RECORDS TO USE:

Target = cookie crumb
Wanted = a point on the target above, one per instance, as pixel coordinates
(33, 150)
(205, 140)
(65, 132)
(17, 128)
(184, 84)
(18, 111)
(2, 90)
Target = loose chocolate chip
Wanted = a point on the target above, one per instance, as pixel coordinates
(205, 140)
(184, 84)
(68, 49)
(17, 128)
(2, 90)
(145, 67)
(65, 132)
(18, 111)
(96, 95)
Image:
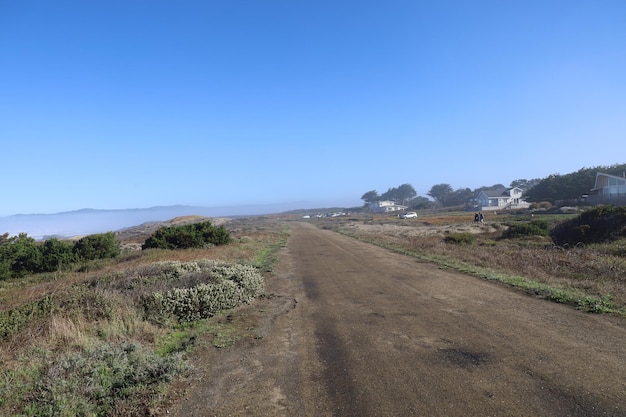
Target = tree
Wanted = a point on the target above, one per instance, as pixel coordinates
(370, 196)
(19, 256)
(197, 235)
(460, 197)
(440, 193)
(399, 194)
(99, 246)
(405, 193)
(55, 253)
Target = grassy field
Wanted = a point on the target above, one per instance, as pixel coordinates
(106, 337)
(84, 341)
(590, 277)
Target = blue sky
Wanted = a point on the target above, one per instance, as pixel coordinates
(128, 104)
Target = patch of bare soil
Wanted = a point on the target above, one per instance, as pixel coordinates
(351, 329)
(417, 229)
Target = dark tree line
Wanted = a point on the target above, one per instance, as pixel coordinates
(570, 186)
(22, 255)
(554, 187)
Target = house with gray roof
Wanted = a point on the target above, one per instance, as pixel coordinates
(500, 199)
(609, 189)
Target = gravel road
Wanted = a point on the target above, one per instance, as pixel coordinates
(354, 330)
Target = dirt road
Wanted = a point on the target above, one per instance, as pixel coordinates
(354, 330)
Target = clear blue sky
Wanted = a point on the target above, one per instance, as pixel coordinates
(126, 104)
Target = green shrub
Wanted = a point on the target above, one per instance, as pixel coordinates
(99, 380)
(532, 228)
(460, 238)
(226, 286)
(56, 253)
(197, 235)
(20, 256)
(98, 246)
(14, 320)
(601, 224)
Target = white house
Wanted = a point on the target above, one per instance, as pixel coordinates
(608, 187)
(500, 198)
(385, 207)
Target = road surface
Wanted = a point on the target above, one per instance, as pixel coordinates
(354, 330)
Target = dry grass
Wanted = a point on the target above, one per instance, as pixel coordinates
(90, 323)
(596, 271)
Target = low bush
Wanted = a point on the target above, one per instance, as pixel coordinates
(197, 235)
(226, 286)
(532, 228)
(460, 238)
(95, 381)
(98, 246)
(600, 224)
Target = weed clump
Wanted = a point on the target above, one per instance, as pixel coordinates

...

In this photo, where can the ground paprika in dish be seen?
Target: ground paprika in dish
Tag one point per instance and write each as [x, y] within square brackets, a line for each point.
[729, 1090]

EXERCISE BRIEF:
Go through the records above and copy every line holding the word "dish".

OUTPUT OF THE EXERCISE:
In this photo, where can the ground paprika in dish be seen?
Target: ground paprika in dish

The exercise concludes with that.